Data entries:

BEGIN

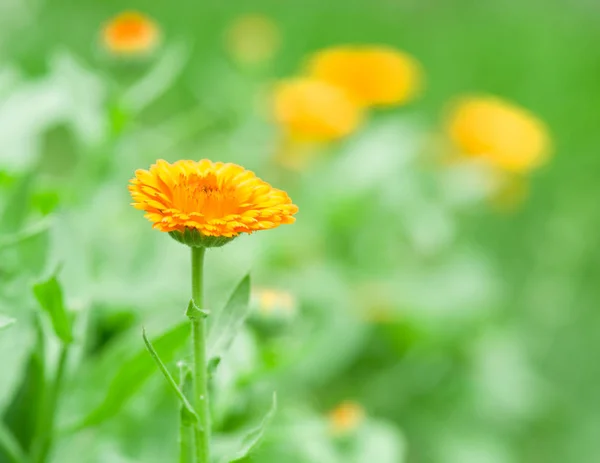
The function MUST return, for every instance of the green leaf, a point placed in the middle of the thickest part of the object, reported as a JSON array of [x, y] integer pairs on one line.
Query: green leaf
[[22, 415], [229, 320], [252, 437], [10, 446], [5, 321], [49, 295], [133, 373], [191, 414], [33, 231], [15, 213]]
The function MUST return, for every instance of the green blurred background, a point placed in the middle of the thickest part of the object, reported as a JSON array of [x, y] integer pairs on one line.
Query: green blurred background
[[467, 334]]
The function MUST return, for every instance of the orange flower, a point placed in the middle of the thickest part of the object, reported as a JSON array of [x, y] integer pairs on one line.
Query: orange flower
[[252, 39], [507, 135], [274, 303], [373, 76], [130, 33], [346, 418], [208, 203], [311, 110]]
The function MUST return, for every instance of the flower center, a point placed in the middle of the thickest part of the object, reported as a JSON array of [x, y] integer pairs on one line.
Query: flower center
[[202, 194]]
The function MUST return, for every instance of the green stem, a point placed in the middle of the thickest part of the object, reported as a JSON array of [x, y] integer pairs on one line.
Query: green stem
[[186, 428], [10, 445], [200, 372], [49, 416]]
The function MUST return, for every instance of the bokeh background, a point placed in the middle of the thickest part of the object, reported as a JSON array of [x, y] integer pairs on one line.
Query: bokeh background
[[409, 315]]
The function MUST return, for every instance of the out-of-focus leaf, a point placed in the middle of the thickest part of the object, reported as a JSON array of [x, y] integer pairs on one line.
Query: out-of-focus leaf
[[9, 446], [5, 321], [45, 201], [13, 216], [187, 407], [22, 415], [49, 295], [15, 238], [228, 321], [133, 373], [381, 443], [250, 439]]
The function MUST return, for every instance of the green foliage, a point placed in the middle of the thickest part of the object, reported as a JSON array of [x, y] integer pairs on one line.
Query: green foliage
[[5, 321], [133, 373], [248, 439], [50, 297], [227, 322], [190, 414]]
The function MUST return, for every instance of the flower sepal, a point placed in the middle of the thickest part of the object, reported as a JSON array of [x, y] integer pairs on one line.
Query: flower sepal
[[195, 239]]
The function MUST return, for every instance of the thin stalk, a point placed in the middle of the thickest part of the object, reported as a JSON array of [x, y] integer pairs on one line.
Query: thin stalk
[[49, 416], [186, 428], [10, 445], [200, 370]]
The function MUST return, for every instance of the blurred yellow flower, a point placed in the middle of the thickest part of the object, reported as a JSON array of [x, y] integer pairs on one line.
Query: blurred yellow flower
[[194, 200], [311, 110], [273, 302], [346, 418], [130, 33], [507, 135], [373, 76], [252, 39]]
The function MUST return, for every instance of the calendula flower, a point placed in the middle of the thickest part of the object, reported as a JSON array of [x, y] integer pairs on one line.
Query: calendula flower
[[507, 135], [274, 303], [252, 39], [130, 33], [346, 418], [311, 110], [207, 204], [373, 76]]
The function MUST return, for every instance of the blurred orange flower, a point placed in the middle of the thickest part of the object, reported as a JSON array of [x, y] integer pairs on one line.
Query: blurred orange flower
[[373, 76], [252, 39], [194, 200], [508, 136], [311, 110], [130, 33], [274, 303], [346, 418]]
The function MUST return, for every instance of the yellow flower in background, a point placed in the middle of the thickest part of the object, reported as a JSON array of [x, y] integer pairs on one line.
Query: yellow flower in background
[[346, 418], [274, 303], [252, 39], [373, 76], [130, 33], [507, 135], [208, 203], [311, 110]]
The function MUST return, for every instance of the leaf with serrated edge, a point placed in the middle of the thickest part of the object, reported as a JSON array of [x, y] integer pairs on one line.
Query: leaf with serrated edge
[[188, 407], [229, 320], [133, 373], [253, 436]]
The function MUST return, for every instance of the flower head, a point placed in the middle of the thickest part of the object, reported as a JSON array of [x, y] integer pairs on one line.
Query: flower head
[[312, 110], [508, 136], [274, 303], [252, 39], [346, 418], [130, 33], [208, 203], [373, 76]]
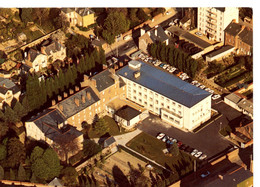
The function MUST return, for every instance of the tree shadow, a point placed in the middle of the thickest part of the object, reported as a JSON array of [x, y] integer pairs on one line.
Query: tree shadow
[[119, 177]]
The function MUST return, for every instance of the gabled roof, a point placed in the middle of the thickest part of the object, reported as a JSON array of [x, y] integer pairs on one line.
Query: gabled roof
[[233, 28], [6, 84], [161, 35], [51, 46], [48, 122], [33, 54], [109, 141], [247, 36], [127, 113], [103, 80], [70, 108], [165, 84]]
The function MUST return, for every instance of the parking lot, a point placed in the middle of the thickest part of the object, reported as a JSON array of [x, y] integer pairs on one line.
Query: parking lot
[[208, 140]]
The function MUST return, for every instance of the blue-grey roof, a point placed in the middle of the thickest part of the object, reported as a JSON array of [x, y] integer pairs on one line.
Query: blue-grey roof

END
BEGIN

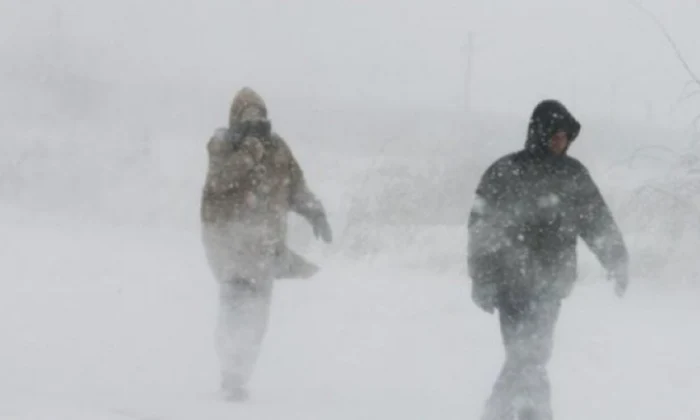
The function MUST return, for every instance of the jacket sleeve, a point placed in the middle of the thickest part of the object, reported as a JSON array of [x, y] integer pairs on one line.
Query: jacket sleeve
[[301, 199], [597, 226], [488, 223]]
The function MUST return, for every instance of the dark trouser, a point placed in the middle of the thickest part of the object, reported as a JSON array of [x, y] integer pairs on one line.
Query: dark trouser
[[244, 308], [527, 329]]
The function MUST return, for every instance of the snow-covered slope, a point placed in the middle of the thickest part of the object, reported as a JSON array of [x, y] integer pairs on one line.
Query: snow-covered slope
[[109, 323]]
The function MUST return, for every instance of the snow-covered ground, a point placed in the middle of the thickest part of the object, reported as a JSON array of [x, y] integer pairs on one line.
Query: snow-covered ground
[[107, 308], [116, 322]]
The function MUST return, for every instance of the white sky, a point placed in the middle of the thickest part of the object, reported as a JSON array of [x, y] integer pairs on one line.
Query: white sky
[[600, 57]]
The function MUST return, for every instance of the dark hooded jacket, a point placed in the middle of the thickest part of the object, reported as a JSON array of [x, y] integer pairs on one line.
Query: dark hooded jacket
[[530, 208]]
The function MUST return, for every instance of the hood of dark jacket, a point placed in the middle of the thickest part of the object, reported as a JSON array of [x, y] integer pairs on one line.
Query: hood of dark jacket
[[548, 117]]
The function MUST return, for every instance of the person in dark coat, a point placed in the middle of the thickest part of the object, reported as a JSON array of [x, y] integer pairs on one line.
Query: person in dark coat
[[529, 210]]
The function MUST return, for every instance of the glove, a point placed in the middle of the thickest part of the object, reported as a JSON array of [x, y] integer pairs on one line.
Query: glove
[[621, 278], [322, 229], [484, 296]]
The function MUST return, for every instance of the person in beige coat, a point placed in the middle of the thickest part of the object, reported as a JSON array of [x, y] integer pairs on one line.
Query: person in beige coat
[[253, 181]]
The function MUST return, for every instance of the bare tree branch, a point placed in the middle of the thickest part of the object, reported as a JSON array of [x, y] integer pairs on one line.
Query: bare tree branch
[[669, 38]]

END

**TO DO**
Reproduce exactly the lines above from the line with "the blurred orange" to the line with "The function MUST return, for every instance of the yellow", including both, and add nothing.

**RESPONSE BOX**
The function MUST return, for every instance of the blurred orange flower, a point placed in the middle of the thickest part of the object, reported as a JSON array of [x, y] integer pairs on one line.
Query: blurred orange flower
[[373, 76], [252, 39], [194, 200], [508, 136], [311, 110], [130, 33], [274, 303], [346, 418]]
The function MUST return, for every instance of the yellow flower in background, a point placed in the middle of the thickest part of the object, reported as a JSON array of [x, y] integer pairs on one line.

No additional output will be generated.